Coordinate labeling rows
[Begin]

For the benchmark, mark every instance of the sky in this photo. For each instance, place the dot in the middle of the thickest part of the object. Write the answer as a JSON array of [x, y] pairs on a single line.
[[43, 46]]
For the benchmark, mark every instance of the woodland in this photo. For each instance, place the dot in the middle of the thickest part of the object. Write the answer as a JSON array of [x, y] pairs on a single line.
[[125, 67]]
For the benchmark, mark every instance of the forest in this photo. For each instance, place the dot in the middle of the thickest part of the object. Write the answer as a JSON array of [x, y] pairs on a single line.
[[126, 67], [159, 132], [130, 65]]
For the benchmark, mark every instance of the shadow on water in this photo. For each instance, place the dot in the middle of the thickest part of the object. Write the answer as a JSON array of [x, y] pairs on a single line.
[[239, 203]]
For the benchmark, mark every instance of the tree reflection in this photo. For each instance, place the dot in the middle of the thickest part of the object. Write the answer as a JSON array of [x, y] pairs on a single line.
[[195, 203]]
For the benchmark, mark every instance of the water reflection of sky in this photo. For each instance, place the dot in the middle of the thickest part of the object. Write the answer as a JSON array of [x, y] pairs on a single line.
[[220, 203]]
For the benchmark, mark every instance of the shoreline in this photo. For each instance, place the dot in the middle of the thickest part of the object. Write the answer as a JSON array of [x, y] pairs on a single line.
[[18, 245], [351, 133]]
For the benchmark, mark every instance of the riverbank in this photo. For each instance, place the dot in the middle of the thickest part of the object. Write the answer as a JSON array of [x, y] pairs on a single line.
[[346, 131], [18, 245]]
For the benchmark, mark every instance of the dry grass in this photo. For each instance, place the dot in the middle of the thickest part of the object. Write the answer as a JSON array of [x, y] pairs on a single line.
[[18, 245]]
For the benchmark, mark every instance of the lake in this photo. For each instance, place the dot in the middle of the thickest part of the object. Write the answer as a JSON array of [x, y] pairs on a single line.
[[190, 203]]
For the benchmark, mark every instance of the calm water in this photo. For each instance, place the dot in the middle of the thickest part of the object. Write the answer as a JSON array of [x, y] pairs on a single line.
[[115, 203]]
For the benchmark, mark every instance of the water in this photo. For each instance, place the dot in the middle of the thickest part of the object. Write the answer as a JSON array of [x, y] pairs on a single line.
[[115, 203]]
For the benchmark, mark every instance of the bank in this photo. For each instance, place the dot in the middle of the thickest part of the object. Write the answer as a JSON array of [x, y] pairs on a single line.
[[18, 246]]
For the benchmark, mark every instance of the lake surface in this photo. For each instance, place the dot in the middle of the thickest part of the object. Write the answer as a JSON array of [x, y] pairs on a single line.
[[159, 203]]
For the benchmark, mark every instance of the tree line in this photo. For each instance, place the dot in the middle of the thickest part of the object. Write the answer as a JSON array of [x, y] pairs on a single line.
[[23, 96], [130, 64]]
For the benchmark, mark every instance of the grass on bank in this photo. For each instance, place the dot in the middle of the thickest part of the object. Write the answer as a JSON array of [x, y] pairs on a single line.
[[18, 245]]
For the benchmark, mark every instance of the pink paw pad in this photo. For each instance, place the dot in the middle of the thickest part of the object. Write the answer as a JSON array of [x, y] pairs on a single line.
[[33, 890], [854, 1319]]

[End]

## TASK BRIEF:
Rewrite the stretch from the start of the rows through the line containing "[[239, 203]]", keeping the requests as they are, but scale every coordinate in the answers by 1.3 and round each to a whole number, with halves rounded up.

## PROBLEM SOLUTION:
For the benchmark, mark every instance of the sky in this photo. For each instance, place the dot in the middle of the thickest part of the object. Write the answer as a JSON array of [x, y] pairs on a single line.
[[56, 60]]
For the benchmark, mark every instance of the woodland in this photo. For each instance, place the dot in the middle of the thickest part of the object. Write the answer as a JSON array of [x, y] pairs on a single line.
[[163, 87]]
For the benchmark, mark every instance of the forest in this photo. For each instance, place the dot in the middle of the thickest part of the object. Write the answer as a JSON array of [x, y] pairs on a single line.
[[164, 87], [207, 172], [169, 85]]
For the benchmark, mark every instance of the shadow on water in this photo. For each instance, place the dot in the middle of the thickest part of the object. Write the answer as a JSON array of [x, y] pairs on a single line.
[[311, 264]]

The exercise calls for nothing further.